◆ **FRAGMENTO DEL DOCUMENTO**:
:::::
Es cierto que se trata de un film contra la violencia y el estilo de vida que la sustenta. Pero el terreno que pisa Stone es tan resbaladizo que cabe sospechar que utiliza en su provecho el cretinismo y la violencia mientras parece denunciarlos.
¿Glorificar a los asesinos para que el espectador se asuste de ver su gusto por el morbo llevado al extremo? ¿Ofrecer para ello un sádico festival de sexo y violencia en el que las personas normales son mucho menos atractivas que los criminales? ¿Resulta aceptable esta pedagogía? Más aún: ¿la va a entender el público? Si a la salida de un cine el director hiciera una encuesta, quizá se encontrara con afirmaciones como la de un seguidor del programa de Gale: «Si yo fuera un asesino sistemático, querría ser como Mickey y Mallory». La ironía sobre los sucesos sangrientos como espectáculo televisivo, servida a través de un humor macabro y degenerado, desemboca en un callejón sin salida. ¿Qué debemos hacer? Stone no contesta.
El talento narrativo no basta. Si se haceun ejercicio de denuncia tan arriesgado, tan equívoco, hay que ofrecer alguna solución. Y los responsables de este film no la dan. Quizá no la conocen. Pero otras personas podrían pensar que no la hay. Y de aquí al todo vale sólo hay un paso. Se puede decir, citando cierto pasaje del film, que Stone indica dónde está el demonio y su carretera. Pero le falta mostrar el camino al paraíso.
:::::
◆ **SECCIÓN DE DATOS**:

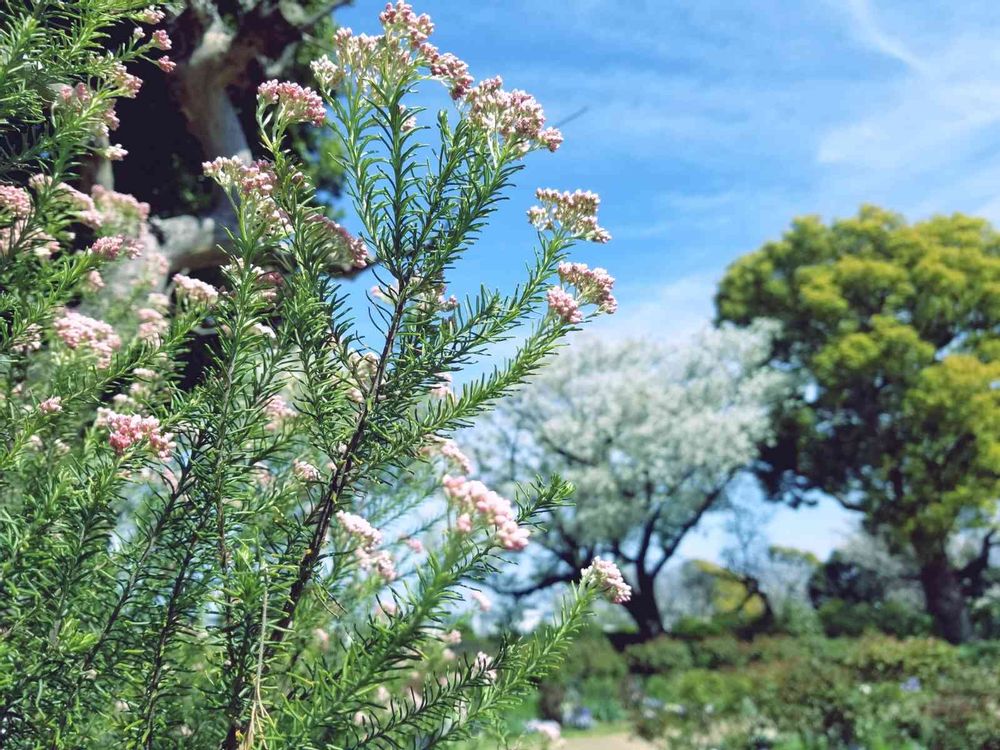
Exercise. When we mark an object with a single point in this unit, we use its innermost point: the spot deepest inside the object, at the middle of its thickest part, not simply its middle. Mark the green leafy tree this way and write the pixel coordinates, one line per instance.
(892, 330)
:::::
◆ **RETO A**: Indica si cada afirmación coincide con el fragmento, con un sí o un no y las palabras del fragmento que lo deciden, citadas literalmente: (i) la película va en contra de la violencia; (ii) Stone responde a la pregunta de qué debemos hacer; (iii) el talento narrativo es suficiente.
◆ **RETO B**: Según el fragmento, ¿qué le falta mostrar a Stone?
El material no guarda relación con el fragmento.

◆ **SOLUCIÓN COMPLETA A**:
(i) Sí: «Es cierto que se trata de un film contra la violencia y el estilo de vida que la sustenta».
(ii) No: «Stone no contesta».
(iii) No: «El talento narrativo no basta».

◆ **SOLUCIÓN COMPLETA B**: El camino al paraíso.